▸ **Record extracts**:
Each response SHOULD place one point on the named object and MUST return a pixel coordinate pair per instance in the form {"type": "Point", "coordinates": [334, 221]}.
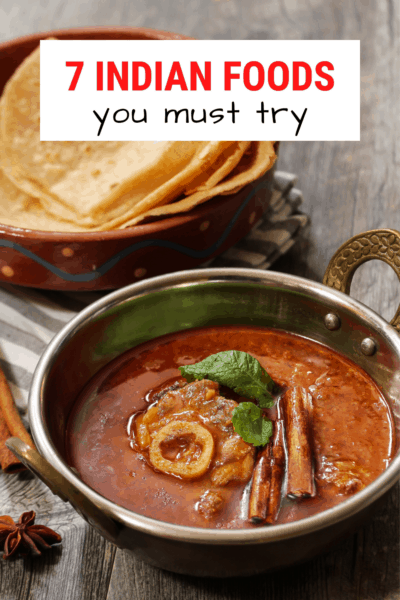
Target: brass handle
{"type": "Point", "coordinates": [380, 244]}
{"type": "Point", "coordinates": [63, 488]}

==

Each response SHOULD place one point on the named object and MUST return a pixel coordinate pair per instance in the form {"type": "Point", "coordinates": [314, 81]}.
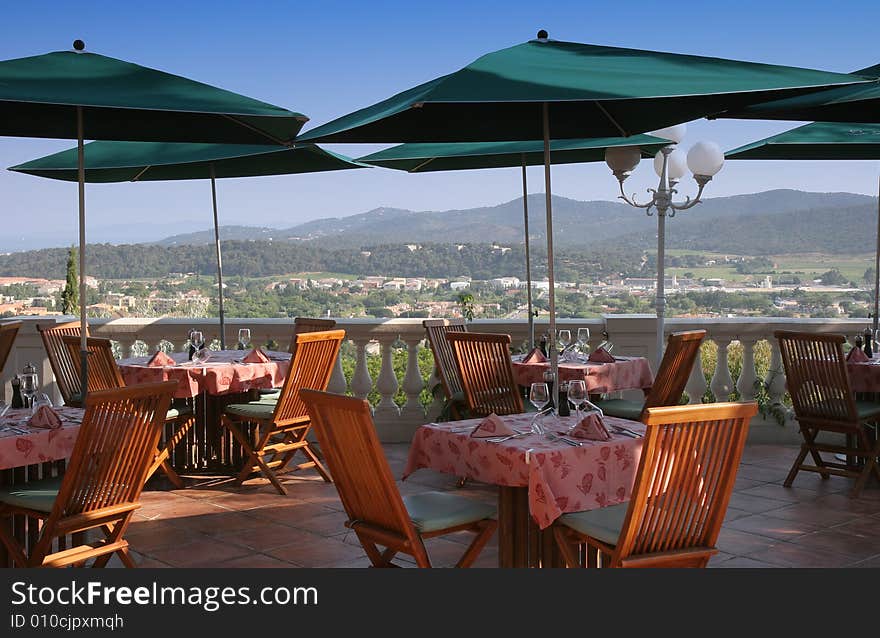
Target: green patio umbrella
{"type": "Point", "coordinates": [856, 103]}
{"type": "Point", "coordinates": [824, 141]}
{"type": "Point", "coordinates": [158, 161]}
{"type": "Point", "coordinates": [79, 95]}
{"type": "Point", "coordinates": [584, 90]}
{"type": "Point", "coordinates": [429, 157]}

--

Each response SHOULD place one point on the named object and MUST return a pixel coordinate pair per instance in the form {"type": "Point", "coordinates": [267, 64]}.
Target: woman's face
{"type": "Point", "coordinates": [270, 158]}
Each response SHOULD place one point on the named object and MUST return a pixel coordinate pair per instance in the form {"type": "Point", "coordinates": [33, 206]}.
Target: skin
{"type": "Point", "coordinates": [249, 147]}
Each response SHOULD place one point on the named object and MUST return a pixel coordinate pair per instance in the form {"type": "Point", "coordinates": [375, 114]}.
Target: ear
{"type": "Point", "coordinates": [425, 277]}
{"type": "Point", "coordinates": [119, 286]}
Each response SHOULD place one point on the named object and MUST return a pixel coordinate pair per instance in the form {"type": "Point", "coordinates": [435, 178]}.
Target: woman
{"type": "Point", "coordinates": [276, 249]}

▸ **Brief**: Report all lines of the material that contain the word "pixel".

▸ **Task answer**:
Each response SHOULD place one point on the named object and MUST return a pixel coordinate pair per instance in the form {"type": "Point", "coordinates": [334, 221]}.
Each response SHOULD place one point on the named object and MUST return a pixel coordinate pair per instance in the form {"type": "Point", "coordinates": [314, 81]}.
Each response SHOULD place one point on the named object and MUST return a pixel coordinate pair per instance in the form {"type": "Point", "coordinates": [267, 64]}.
Each response SHOULD place one point on the named object and MUST return a pixel coordinate pair per instance in the form {"type": "Point", "coordinates": [33, 206]}.
Each response SHOULD place one point on the named object and MUST return a pixel coordinate pair per instance in the form {"type": "Point", "coordinates": [375, 114]}.
Each response SHOULD place one point on the named object and MUST return a pixel coordinate pair per instance in the form {"type": "Point", "coordinates": [435, 178]}.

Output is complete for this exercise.